→ OBJECTIF 1
Recopiez intégralement, sans la moindre modification, l'extrait retenu sur le projet de loi américain relatif à l'étiquetage des pesticides.

┌─ EXTRAIT RETENU

Alors que des jurys américains ont récemment condamné Bayer Germany à verser des dommages et intérêts de plusieurs centaines de millions de dollars pour ne pas avoir suffisamment alerté sur les risques cancérigènes de son herbicide Roundup, une bataille législative se prépare autour d’un projet de loi controversé. L’Acte d’Uniformité de l’Étiquetage Agricole vise à restreindre le pouvoir des autorités locales de réguler l’usage des pesticides. Soutenu par plus de 360 organisations agricoles et des lobbying intensifs de Bayer et CropLife America, le projet de loi est présenté comme nécessaire pour assurer la primauté de la science et des faits établis par l’Agence américaine de protection de l’environnement (EPA) sur la réglementation des pesticides jugés sûrs au niveau fédéral.
Cependant, plus de 150 parlementaires américains y voient une menace pour la sécurité publique et un renversement des protections juridiques locales. Des maires et responsables municipaux s’inquiètent également de ne plus pouvoir protéger les populations vulnérables et l’environnement par des restrictions locales sur l’usage de certains pesticides dangereux comme le glyphosate de Roundup.

└─

→ OBJECTIF 2
Reprenez uniquement les lignes de données comprises entre celle qui contient « Target: grassy field » et la dernière de ces lignes, bornes incluses, y compris les consignes. Multipliez par 0,9 chaque coordonnée des points donnés en réponse, puis arrondissez le résultat à l'entier le plus proche, en arrondissant les demis vers le haut.

┌─ DONNÉES EXTRAITES

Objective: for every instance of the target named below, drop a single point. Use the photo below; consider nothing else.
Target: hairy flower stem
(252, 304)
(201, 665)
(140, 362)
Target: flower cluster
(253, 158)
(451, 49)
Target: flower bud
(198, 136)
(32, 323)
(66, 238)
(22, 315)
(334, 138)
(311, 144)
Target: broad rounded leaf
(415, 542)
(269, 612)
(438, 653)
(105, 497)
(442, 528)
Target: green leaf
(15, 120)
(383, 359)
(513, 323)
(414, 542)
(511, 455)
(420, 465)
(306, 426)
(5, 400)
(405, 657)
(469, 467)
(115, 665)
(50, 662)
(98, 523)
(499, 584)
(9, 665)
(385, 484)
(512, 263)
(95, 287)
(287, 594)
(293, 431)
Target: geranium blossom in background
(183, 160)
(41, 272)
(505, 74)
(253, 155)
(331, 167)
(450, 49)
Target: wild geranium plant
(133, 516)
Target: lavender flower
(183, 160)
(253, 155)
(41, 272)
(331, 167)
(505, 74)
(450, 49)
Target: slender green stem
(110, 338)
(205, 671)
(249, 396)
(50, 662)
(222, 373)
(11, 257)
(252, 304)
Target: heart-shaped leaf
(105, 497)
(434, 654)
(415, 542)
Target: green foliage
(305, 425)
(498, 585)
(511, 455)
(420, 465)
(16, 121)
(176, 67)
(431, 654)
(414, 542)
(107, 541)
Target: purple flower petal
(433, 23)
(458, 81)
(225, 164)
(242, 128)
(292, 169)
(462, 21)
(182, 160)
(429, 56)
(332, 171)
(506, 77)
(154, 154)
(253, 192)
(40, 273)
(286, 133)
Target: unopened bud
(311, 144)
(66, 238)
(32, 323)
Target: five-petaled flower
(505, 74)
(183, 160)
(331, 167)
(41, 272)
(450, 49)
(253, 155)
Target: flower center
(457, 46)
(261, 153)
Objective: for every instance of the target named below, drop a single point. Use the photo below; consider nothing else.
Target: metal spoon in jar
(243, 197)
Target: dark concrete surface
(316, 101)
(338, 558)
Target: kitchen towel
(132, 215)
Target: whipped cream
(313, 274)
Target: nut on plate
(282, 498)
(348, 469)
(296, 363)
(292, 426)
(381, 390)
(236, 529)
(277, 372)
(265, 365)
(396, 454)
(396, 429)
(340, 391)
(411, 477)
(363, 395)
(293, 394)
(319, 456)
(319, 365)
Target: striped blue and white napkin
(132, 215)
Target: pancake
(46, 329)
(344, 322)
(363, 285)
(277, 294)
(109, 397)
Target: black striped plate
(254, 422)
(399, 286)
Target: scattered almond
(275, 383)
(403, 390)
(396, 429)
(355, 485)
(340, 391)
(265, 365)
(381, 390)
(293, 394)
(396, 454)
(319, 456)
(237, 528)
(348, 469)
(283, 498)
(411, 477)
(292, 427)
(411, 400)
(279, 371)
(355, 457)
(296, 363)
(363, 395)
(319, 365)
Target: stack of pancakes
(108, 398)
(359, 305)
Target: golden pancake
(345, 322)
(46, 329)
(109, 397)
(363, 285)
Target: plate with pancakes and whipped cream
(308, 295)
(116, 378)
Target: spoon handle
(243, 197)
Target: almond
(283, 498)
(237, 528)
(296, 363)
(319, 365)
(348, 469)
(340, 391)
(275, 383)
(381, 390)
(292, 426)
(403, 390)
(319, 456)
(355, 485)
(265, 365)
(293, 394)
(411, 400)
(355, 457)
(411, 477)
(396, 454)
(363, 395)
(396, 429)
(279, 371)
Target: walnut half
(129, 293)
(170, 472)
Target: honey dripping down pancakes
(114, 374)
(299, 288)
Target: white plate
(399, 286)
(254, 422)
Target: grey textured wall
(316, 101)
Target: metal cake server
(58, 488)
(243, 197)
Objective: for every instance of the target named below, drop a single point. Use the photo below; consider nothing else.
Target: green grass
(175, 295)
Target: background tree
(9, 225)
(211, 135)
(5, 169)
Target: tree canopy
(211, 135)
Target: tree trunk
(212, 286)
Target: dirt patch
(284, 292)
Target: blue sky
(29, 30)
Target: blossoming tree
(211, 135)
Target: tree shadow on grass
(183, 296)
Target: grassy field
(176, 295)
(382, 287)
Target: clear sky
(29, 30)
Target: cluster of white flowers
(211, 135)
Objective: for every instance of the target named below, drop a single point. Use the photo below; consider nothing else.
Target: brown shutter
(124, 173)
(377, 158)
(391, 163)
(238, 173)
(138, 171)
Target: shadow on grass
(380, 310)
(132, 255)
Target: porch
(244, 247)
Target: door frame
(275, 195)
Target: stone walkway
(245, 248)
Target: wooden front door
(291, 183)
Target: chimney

└─

→ RÉPONSE ATTENDUE 1
Alors que des jurys américains ont récemment condamné Bayer Germany à verser des dommages et intérêts de plusieurs centaines de millions de dollars pour ne pas avoir suffisamment alerté sur les risques cancérigènes de son herbicide Roundup, une bataille législative se prépare autour d’un projet de loi controversé. L’Acte d’Uniformité de l’Étiquetage Agricole vise à restreindre le pouvoir des autorités locales de réguler l’usage des pesticides. Soutenu par plus de 360 organisations agricoles et des lobbying intensifs de Bayer et CropLife America, le projet de loi est présenté comme nécessaire pour assurer la primauté de la science et des faits établis par l’Agence américaine de protection de l’environnement (EPA) sur la réglementation des pesticides jugés sûrs au niveau fédéral.
Cependant, plus de 150 parlementaires américains y voient une menace pour la sécurité publique et un renversement des protections juridiques locales. Des maires et responsables municipaux s’inquiètent également de ne plus pouvoir protéger les populations vulnérables et l’environnement par des restrictions locales sur l’usage de certains pesticides dangereux comme le glyphosate de Roundup.

→ RÉPONSE ATTENDUE 2
Target: grassy field
(158, 266)
(344, 258)
Target: clear sky
(26, 27)
Target: cluster of white flowers
(190, 122)
Objective: for every instance of the target named below, drop a single point. Use the photo below; consider nothing else.
Target: brown shutter
(112, 156)
(339, 142)
(352, 147)
(214, 156)
(124, 154)
Target: shadow on grass
(342, 279)
(119, 230)
Target: porch
(220, 222)
Target: door frame
(248, 176)
Target: stone walkway
(221, 223)
Target: wooden front door
(262, 165)
Target: chimney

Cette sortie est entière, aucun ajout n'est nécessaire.